引用文
<<<<

内容説明
満開の桜も素晴らしいけれど、散り際にも楽しみはある――。
『今宵も喫茶ドードーのキッチンで。』『伝言猫がカフェにいます』の
著者が贈る、かけがえのない人生の物語。
庭にヤマザクラの大きな古木がある〈キャフェ チェリー・ブラッサム〉。
祖母と母から受け継いできた洋館で、緋桜(ひお)は、
季節の和菓子と茶を提供している。
訪れるのは、犬を連れて散歩にくる老人、
長年連れ添う国際結婚の夫婦、
保育園からの帰り道に通りがかった親子、
自分が進むべき道に迷う少女……。
桜の木は、今日もゆったり、行きかう人々を眺めながら、
各々が抱える悩みや秘めた思いに耳を傾け、静かに寄り添う。
四季の移ろいと人々の交流を、優しくゆったりと描く再生の物語。
文庫書き下ろし。
感想・レビュー
※以下の感想・レビューは、株式会社ブックウォーカーの提供する「読書メーター」によるものです。

>>>>

データ行

<<<<

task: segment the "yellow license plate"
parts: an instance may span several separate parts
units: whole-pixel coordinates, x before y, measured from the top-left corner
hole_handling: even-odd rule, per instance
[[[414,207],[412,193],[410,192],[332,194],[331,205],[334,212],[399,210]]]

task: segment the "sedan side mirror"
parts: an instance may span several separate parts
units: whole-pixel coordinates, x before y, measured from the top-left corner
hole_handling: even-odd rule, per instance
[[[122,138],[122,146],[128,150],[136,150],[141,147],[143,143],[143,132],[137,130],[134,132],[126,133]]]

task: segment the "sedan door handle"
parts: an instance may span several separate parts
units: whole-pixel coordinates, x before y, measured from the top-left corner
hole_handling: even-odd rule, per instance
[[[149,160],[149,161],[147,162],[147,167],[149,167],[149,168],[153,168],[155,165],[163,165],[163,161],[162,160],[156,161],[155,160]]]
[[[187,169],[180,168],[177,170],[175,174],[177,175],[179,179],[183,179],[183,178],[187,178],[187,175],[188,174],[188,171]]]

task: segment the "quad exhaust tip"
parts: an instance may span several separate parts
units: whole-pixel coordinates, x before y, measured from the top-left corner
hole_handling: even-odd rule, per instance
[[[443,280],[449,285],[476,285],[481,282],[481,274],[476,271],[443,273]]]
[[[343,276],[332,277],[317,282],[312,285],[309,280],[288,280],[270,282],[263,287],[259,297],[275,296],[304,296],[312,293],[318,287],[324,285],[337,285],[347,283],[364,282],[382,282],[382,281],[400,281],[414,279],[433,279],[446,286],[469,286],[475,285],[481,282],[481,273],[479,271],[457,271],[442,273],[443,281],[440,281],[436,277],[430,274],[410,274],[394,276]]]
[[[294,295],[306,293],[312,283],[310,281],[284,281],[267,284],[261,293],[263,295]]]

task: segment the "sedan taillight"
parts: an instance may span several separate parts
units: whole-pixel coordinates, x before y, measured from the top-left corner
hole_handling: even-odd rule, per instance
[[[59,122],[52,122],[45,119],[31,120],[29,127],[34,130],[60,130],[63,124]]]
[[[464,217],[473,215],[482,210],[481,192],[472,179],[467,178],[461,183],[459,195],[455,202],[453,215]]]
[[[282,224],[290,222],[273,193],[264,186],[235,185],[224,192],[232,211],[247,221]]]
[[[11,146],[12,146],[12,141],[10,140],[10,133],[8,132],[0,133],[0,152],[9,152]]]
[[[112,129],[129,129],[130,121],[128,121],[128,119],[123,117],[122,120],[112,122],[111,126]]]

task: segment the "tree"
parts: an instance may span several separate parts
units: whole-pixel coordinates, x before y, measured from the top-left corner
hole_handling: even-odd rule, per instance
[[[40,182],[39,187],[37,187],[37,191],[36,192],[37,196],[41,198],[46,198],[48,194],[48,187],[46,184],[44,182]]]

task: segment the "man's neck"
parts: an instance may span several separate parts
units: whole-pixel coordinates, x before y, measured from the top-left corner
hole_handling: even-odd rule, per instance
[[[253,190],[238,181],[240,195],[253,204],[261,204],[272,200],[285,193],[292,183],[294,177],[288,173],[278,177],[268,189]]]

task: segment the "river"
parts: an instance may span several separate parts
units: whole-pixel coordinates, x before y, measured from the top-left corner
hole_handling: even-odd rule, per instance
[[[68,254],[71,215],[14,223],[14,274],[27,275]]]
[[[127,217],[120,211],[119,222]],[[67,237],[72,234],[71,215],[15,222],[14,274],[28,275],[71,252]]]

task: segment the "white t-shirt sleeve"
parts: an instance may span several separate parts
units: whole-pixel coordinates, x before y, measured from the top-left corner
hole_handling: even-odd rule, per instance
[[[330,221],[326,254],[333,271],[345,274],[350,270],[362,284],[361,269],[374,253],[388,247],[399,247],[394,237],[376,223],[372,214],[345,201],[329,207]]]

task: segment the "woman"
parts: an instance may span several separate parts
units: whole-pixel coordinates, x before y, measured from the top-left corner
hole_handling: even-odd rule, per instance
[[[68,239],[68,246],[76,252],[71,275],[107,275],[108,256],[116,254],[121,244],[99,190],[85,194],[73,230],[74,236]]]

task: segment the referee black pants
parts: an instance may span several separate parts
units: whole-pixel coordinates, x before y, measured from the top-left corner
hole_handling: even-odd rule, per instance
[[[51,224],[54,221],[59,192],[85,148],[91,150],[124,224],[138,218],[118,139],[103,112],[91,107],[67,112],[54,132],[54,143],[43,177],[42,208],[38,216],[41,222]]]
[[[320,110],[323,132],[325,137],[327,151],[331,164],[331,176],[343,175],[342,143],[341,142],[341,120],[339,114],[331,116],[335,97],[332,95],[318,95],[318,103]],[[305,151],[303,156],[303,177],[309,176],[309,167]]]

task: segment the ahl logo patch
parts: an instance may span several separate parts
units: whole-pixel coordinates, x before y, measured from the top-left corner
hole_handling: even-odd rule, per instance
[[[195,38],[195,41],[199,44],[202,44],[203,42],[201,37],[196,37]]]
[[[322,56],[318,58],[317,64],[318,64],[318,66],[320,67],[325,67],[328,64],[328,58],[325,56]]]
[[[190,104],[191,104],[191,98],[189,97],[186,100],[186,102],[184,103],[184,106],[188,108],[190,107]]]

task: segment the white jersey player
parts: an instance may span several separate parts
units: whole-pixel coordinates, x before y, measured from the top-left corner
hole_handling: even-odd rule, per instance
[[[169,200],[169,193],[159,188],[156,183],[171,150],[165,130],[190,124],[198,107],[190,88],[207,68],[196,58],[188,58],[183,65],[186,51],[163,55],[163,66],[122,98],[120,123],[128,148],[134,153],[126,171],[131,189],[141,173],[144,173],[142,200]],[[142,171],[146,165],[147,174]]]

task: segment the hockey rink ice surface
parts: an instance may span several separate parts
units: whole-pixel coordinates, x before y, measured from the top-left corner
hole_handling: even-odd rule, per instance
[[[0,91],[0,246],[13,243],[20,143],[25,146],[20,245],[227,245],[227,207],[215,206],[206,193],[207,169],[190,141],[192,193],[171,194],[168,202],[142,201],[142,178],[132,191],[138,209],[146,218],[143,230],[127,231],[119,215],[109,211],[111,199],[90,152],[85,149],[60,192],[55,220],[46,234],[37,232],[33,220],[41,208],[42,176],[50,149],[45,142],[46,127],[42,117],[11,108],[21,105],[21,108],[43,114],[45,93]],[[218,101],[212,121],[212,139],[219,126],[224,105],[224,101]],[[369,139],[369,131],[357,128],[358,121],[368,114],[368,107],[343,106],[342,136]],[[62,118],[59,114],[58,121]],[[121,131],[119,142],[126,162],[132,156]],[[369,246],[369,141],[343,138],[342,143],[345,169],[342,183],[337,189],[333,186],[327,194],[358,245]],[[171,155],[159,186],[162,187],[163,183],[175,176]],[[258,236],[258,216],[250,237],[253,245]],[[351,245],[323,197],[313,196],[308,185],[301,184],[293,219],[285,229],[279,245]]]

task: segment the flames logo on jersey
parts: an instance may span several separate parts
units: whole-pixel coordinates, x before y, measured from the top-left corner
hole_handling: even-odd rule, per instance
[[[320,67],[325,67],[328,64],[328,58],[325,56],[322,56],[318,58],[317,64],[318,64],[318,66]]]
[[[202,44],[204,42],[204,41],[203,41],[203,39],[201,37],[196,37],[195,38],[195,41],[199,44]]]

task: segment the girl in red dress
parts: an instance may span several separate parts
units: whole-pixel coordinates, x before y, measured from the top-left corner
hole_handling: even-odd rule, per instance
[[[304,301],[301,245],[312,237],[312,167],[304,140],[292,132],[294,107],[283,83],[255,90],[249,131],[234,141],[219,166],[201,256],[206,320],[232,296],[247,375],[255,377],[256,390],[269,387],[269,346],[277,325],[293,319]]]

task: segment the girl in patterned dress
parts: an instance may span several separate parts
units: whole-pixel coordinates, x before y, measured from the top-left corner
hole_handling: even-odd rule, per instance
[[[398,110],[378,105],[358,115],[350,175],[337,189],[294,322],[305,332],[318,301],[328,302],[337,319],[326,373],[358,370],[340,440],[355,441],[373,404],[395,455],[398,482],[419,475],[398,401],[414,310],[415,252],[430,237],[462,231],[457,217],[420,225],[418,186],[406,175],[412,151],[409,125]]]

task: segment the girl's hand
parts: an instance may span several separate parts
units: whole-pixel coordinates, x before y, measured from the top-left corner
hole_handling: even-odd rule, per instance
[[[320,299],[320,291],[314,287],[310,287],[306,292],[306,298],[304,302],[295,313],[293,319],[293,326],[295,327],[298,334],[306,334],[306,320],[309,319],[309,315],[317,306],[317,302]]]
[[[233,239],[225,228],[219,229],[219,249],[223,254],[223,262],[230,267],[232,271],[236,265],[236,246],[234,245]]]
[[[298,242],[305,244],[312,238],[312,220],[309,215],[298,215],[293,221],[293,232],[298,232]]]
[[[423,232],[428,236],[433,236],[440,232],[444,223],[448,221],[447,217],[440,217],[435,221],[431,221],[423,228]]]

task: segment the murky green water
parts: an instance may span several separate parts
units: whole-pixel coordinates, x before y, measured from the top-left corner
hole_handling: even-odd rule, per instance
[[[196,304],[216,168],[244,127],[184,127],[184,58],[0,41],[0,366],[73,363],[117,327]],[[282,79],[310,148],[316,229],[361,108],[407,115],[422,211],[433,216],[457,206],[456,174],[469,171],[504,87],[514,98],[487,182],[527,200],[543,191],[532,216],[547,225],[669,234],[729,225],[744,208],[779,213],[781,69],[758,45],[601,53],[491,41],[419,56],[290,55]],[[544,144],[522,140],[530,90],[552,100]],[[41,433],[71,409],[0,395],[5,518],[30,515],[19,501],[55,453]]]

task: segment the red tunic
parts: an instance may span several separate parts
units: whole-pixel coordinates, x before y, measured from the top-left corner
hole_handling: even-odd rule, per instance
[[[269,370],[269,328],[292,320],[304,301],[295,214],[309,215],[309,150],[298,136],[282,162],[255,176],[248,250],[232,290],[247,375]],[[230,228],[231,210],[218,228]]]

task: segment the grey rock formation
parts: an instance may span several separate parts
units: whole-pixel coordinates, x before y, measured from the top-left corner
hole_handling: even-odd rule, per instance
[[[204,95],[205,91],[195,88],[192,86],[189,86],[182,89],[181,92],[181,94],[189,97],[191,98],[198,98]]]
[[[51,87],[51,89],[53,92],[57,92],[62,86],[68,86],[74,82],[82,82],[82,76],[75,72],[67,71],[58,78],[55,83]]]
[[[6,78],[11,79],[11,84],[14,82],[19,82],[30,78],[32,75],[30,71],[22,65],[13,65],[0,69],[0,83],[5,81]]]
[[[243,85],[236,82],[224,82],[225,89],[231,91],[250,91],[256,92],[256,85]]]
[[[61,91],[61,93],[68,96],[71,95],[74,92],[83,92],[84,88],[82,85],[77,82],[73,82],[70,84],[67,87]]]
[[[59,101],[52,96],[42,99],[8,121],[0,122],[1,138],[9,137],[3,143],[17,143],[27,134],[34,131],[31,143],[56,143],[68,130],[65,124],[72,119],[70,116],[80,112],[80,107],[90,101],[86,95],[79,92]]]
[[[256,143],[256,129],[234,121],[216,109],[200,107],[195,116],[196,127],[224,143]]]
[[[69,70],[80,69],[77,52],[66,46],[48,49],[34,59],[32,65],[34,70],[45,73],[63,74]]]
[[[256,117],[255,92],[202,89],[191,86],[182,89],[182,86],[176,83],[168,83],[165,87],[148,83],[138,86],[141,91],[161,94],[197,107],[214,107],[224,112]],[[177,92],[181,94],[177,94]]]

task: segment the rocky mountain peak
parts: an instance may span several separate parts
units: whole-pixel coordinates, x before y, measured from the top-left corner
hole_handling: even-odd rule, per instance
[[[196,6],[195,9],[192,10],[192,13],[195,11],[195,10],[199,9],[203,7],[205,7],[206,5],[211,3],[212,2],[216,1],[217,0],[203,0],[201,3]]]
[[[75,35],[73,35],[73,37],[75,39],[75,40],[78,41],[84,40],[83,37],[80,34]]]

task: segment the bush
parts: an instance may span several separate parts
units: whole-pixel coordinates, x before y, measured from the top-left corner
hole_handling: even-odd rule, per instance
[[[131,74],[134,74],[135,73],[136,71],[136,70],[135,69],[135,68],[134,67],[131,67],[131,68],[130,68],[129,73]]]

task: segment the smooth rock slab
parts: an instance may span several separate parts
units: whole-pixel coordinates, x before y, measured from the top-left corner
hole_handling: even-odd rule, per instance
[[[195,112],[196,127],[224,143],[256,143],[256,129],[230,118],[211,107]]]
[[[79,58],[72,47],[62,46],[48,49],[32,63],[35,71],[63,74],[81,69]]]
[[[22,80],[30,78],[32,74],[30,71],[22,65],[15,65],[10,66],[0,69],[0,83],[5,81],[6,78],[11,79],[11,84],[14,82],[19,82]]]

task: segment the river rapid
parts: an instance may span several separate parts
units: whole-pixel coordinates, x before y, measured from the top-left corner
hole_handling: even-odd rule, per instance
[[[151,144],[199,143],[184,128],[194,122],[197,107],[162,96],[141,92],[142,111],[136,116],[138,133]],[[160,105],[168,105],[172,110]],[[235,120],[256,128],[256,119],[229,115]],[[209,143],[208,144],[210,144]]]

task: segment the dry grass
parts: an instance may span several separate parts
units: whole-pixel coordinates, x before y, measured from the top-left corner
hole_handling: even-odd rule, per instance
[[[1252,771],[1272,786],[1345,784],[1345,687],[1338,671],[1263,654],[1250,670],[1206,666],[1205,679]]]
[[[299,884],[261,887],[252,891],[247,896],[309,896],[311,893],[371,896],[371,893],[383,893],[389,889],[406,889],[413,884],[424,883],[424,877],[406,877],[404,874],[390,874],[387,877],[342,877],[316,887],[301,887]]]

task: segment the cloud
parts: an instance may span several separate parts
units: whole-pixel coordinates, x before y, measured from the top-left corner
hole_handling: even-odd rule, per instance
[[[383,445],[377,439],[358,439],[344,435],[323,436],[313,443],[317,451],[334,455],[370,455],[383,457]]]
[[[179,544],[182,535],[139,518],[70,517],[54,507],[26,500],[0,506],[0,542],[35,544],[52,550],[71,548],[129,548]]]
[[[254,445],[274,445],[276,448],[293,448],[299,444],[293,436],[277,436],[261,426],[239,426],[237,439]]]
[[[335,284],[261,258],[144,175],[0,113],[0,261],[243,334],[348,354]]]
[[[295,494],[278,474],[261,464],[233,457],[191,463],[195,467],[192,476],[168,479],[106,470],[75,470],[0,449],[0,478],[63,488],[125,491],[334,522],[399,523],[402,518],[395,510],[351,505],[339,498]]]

>>>>

取り組む課題
上の引用文から、「庭にヤマザクラの大きな古木がある〈キャフェ チェリー・ブラッサム〉。」の語句がある箇所で始まり「四季の移ろいと人々の交流を、優しくゆったりと描く再生の物語。」で終わる部分を、一字も変えずに書き写してください。

課題の解答
庭にヤマザクラの大きな古木がある〈キャフェ チェリー・ブラッサム〉。
祖母と母から受け継いできた洋館で、緋桜(ひお)は、
季節の和菓子と茶を提供している。
訪れるのは、犬を連れて散歩にくる老人、
長年連れ添う国際結婚の夫婦、
保育園からの帰り道に通りがかった親子、
自分が進むべき道に迷う少女……。
桜の木は、今日もゆったり、行きかう人々を眺めながら、
各々が抱える悩みや秘めた思いに耳を傾け、静かに寄り添う。
四季の移ろいと人々の交流を、優しくゆったりと描く再生の物語。